## FRAGMENTO DEL DOCUMENTO
━━━━━━━━━━━━━━━━━━━━━━━━━━━━━━
Y nosotros somos la masa, y el individuo, y el otro, y todos, y ninguno, al mismo tiempo, y ahí, en esa ubicuidad de la nada, reside la paradoja, y es ahí donde el teatro, fundido en ella, sitúa al espectador, a veces, en el lugar del otro, en el lugar de la otredad.

Y ante esa otredad escénica, existen multiplicidad de reacciones: reacciones de aceptación del otro y su mirada, reacciones de cambio profundo y posterior reacción en cadena, reacciones de rechazo, en forma y contenido, entre el escenario y el patio de butacas, reacciones que pueden llegar a constituir una manifestación de violencia en sí mismas.

Y quizás sea ese último tipo de reacción, la reacción violenta ante el otro, representado en escena, la que dé más que pensar, quizás solo aceptamos al otro, mientras no sea tan otro, mientras no sea tan intrusivo, mientras esté fuera de nuestra zona de seguridad, mientras ese otro o esa violencia no nos atañan directamente.

En el teatro, representamos la violencia y buscamos en el lugar del otro un punto de encuentro en que compartir la mirada, pero hay momentos en que ni tan siquiera bajo el pacto escénico de la no agresión, somos capaces de hacerlo.
━━━━━━━━━━━━━━━━━━━━━━━━━━━━━━
## EXTRACTOS DE DATOS
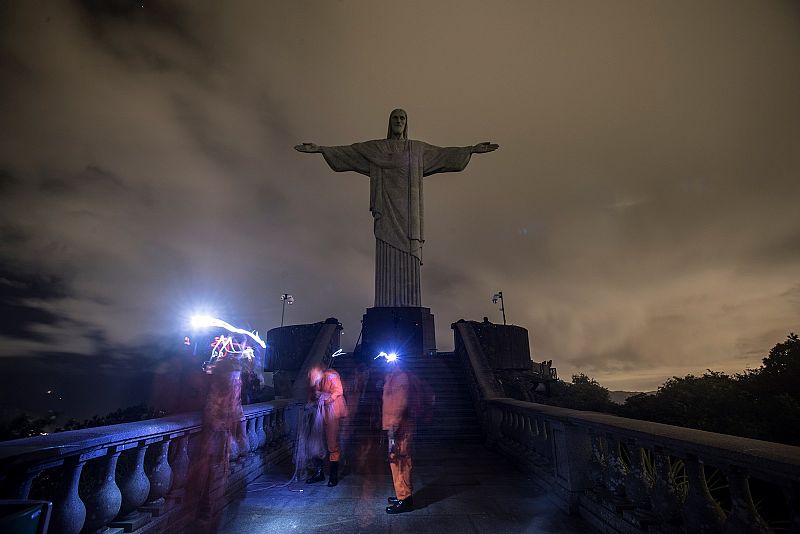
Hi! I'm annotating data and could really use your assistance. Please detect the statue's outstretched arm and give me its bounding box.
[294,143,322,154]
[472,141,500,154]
━━━━━━━━━━━━━━━━━━━━━━━━━━━━━━
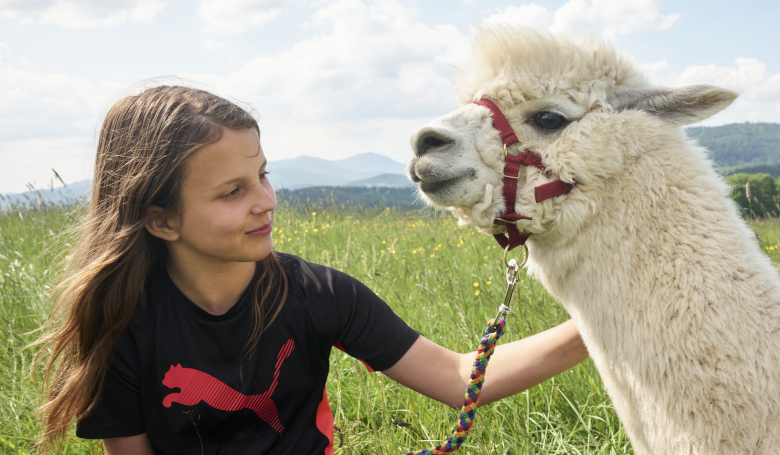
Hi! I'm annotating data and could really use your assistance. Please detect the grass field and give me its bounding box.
━━━━━━━━━━━━━━━━━━━━━━━━━━━━━━
## REQUISITOS
- 1) Según el fragmento del documento, ¿en qué lugar sitúa a veces el teatro al espectador?
- 2) Transcribe sin cambios el fragmento del documento desde "Y ante esa otredad" hasta "nos atañan directamente.", incluido este último.

## RESPUESTAS FINALES
- 1) En el lugar del otro, en el lugar de la otredad.

- 2)
Y ante esa otredad escénica, existen multiplicidad de reacciones: reacciones de aceptación del otro y su mirada, reacciones de cambio profundo y posterior reacción en cadena, reacciones de rechazo, en forma y contenido, entre el escenario y el patio de butacas, reacciones que pueden llegar a constituir una manifestación de violencia en sí mismas.

Y quizás sea ese último tipo de reacción, la reacción violenta ante el otro, representado en escena, la que dé más que pensar, quizás solo aceptamos al otro, mientras no sea tan otro, mientras no sea tan intrusivo, mientras esté fuera de nuestra zona de seguridad, mientras ese otro o esa violencia no nos atañan directamente.